— start of SOURCE RECORDS —

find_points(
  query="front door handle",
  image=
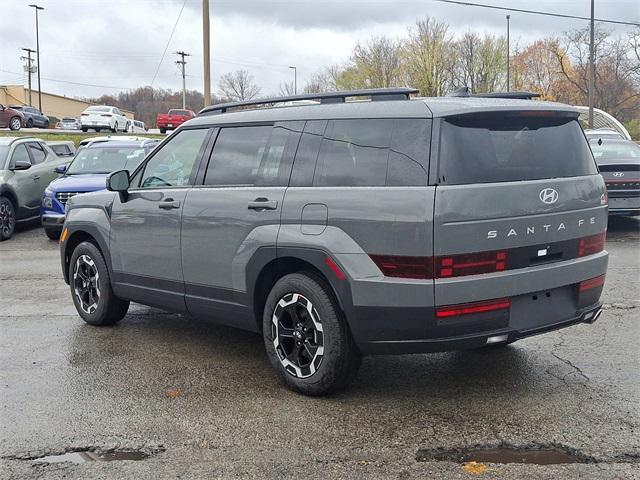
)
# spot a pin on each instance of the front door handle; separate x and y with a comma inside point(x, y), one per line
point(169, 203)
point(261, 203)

— end of SOURCE RECORDS —
— start of SOURCE RECORDS —

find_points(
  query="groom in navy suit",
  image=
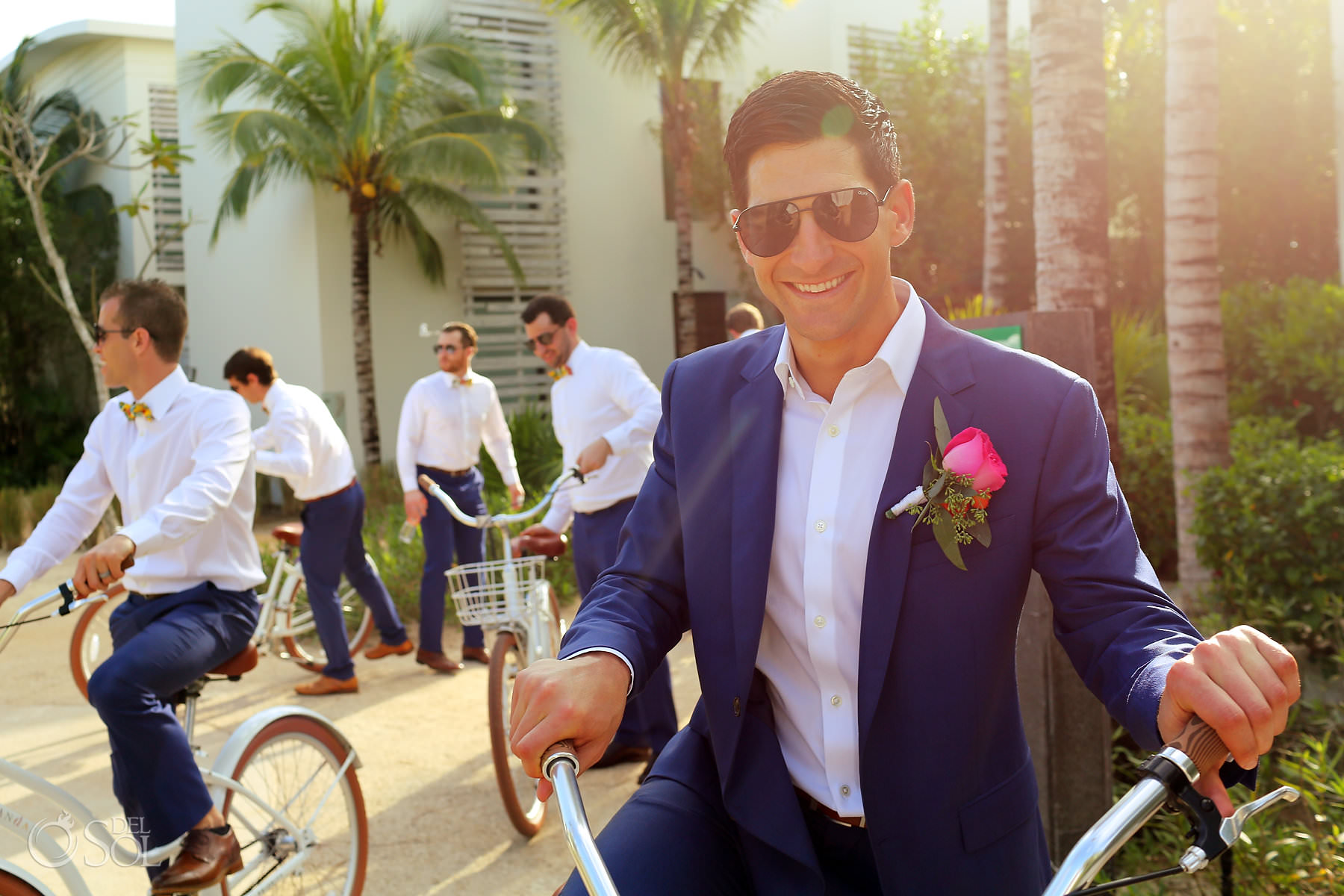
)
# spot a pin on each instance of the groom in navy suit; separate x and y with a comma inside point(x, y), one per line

— end of SOURCE RECORDS —

_THE PROBLEM_.
How many of the lines above contain the word "each"? Reply with the number alone.

_ANSWER TO THE TASK_.
2